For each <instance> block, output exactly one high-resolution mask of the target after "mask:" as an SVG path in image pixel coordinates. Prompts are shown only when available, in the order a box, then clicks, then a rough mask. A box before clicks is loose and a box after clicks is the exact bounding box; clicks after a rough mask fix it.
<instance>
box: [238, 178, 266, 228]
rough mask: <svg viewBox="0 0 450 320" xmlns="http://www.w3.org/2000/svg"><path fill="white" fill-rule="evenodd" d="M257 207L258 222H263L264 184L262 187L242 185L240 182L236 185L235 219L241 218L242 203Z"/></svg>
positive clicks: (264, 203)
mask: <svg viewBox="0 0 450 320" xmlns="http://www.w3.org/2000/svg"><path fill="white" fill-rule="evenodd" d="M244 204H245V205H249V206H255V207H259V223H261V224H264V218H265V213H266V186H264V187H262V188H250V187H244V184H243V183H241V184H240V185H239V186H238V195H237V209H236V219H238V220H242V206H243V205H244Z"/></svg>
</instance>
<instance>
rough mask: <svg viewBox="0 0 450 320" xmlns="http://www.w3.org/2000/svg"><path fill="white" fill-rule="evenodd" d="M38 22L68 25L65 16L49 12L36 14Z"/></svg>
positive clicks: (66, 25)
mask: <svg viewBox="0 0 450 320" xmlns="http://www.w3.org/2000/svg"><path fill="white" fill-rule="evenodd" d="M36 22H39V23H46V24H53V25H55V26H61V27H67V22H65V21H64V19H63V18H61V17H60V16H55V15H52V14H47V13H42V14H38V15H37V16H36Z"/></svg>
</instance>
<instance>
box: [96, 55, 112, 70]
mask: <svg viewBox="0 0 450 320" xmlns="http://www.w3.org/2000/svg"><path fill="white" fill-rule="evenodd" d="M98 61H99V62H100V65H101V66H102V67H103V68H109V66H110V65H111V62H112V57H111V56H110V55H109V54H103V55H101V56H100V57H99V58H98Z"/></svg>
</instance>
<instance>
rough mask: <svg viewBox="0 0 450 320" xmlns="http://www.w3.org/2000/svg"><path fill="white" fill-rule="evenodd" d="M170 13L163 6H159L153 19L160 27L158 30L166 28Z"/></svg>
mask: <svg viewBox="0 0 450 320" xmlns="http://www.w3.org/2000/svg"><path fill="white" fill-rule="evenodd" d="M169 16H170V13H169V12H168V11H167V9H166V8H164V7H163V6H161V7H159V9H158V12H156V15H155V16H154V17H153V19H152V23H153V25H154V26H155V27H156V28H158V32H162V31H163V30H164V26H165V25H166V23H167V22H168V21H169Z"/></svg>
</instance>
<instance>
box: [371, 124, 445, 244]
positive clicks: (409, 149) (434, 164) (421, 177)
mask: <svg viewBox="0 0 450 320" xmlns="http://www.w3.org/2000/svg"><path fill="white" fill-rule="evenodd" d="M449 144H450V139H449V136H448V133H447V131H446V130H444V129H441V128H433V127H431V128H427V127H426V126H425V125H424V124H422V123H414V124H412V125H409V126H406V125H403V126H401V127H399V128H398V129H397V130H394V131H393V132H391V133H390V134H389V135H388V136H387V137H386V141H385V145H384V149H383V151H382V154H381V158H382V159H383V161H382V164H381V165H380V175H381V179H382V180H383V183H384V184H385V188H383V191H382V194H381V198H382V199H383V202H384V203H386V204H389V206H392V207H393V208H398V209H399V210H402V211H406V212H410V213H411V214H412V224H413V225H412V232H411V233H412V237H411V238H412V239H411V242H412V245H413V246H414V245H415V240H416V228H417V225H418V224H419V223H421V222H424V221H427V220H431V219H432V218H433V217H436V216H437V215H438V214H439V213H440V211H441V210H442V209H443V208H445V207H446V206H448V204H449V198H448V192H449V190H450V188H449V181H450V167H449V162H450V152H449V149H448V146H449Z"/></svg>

> TASK TO CARRY OUT: Write out all of the records exactly as they stand above.

> FINISHED EXERCISE:
For each <instance> block, output exactly one high-resolution mask of the target after "mask:" as an SVG path in image pixel coordinates. Prompts are shown only when available, in the order a box, then clicks, then a rough mask. A box before clicks is loose and a box after clicks is the exact bounding box; clicks after a rough mask fix it.
<instance>
box: [238, 178, 266, 228]
rough mask: <svg viewBox="0 0 450 320" xmlns="http://www.w3.org/2000/svg"><path fill="white" fill-rule="evenodd" d="M257 207L258 222H263L264 184L262 187L242 185L240 182L236 185L235 219L241 218L242 203Z"/></svg>
positive clicks: (264, 203)
mask: <svg viewBox="0 0 450 320" xmlns="http://www.w3.org/2000/svg"><path fill="white" fill-rule="evenodd" d="M244 204H245V205H249V206H255V207H259V223H261V224H264V218H265V213H266V186H264V187H262V188H250V187H244V184H243V183H241V184H240V185H239V186H238V195H237V209H236V219H238V220H242V206H243V205H244Z"/></svg>
</instance>
<instance>
rough mask: <svg viewBox="0 0 450 320" xmlns="http://www.w3.org/2000/svg"><path fill="white" fill-rule="evenodd" d="M38 22L68 25L65 16L49 12L36 14Z"/></svg>
positive clicks: (66, 25)
mask: <svg viewBox="0 0 450 320" xmlns="http://www.w3.org/2000/svg"><path fill="white" fill-rule="evenodd" d="M36 22H39V23H46V24H53V25H55V26H61V27H67V22H65V21H64V19H63V18H61V17H60V16H55V15H52V14H47V13H42V14H38V15H37V16H36Z"/></svg>
</instance>
<instance>
box: [96, 55, 112, 70]
mask: <svg viewBox="0 0 450 320" xmlns="http://www.w3.org/2000/svg"><path fill="white" fill-rule="evenodd" d="M98 61H99V62H100V65H101V66H102V67H103V68H109V66H110V65H111V62H112V57H111V56H110V55H109V54H103V55H101V56H100V57H99V58H98Z"/></svg>
</instance>
<instance>
rough mask: <svg viewBox="0 0 450 320" xmlns="http://www.w3.org/2000/svg"><path fill="white" fill-rule="evenodd" d="M170 13L163 6H159L153 19L160 27L158 30L166 28Z"/></svg>
mask: <svg viewBox="0 0 450 320" xmlns="http://www.w3.org/2000/svg"><path fill="white" fill-rule="evenodd" d="M169 16H170V13H169V12H168V11H167V9H166V8H164V7H163V6H161V7H159V9H158V12H156V15H155V16H154V17H153V19H152V23H153V25H154V26H155V27H156V28H158V32H162V31H163V30H164V26H165V25H166V23H167V22H168V21H169Z"/></svg>
</instance>
<instance>
box: [371, 124, 445, 244]
positive clicks: (409, 149) (434, 164) (421, 177)
mask: <svg viewBox="0 0 450 320" xmlns="http://www.w3.org/2000/svg"><path fill="white" fill-rule="evenodd" d="M449 144H450V139H449V136H448V133H447V131H446V130H444V129H441V128H433V127H431V128H427V127H426V126H425V125H424V124H422V123H414V124H412V125H409V126H406V125H403V126H401V127H399V128H398V129H397V130H394V131H393V132H391V133H390V134H389V135H388V136H387V137H386V141H385V145H384V149H383V151H382V154H381V158H382V159H383V161H382V164H381V165H380V175H381V179H382V180H383V183H384V184H385V188H383V191H382V194H381V198H382V199H383V202H384V203H386V204H389V206H392V207H393V208H398V209H399V210H402V211H406V212H410V213H411V214H412V224H413V225H412V232H411V233H412V237H411V238H412V239H411V242H412V245H413V246H414V245H415V240H416V228H417V225H418V224H419V223H421V222H424V221H427V220H431V219H432V218H433V217H436V216H437V215H438V214H439V213H440V211H441V210H442V209H443V208H445V207H446V206H448V204H449V198H448V192H449V190H450V188H449V181H450V167H449V162H450V152H449V149H448V146H449Z"/></svg>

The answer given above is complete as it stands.